# TASK TO COMPLETE
Rewrite the material below, changing "instance" to "occurrence" and keeping every other line as it is.

# EXERCISE INPUTS
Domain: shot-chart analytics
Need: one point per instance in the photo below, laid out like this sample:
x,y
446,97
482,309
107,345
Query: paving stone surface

# FINAL RESULT
Domain: shot-chart analytics
Need: one point per occurrence in the photo below, laid out like this sample:
x,y
446,97
482,309
107,345
Query: paving stone surface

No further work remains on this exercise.